How do Scrapy rules work with crawl spider

Tags:

I have hard time to understand scrapy crawl spider rules. I have example that doesn't work as I would like it did, so it can be two things:

I don't understand how rules work.
I formed incorrect regex that prevents me to get results that I need.

OK here it is what I want to do:

I want to write crawl spider that will get all available statistics information from http://www.euroleague.net website. The website page that hosts all the information that I need for the start is here.

Step 1

First step what I am thinking is extract "Seasons" link(s) and fallow it. Here it is HTML/href that I am intending to match (I want to match all links in the "Seasons" section one by one, but I think that it will be easer to have one link as an example):

href="/main/results/by-date?seasoncode=E2001"

- _What to work on_:
(1) Rewrite the Scrapy question's paragraph that begins "First step what I am thinking" in shorter form, keeping its main facts.
(2) List every path segment in the link shown on the href line of the Scrapy question, leaving out the query part.
(3) Carry the Scrapy question forward from its last line.
The data has no part in this work.

- _Information provided_:
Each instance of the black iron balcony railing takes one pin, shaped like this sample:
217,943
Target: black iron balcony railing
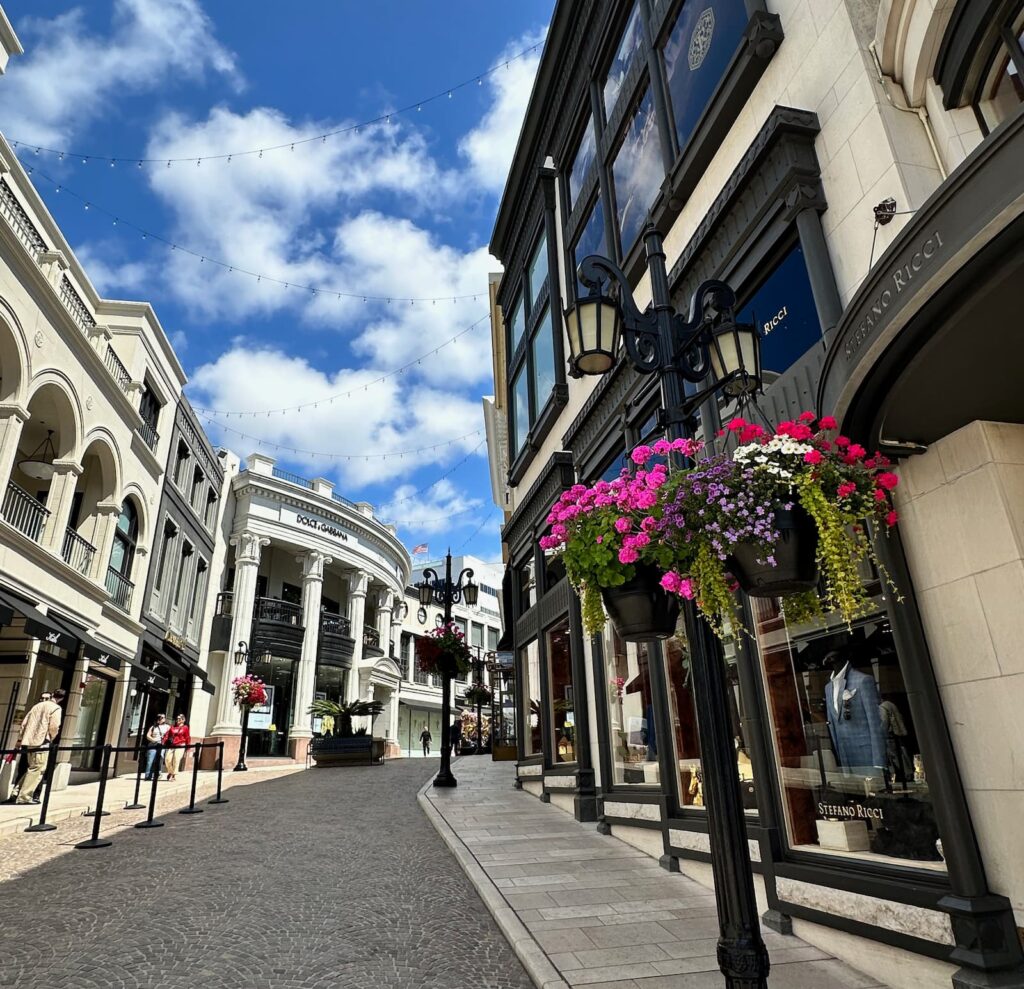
24,512
77,552
119,588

- _Exercise results_:
(1) The first step is to extract the links in the "Seasons" section and follow them. All of those links should be matched one at a time, but one link is given as the example of the HTML href to match.

(2)
- main
- results
- by-date

(3)
And here is a rule/regex that I created for it:

Rule(SgmlLinkExtractor(allow=('by-date\?seasoncode\=E\d+',)),follow=True),

enter image description here

Step 2

When I am brought by spider to the web page http://www.euroleague.net/main/results/by-date?seasoncode=E2001 for the second step I want that spider extracted link(s) from section "Regular season". At this case lets say it should be "Round 1". The HTML/href that I am looking for is:

<a href="/main/results/by-date?seasoncode=E2001&gamenumber=1&phasetypecode=RS"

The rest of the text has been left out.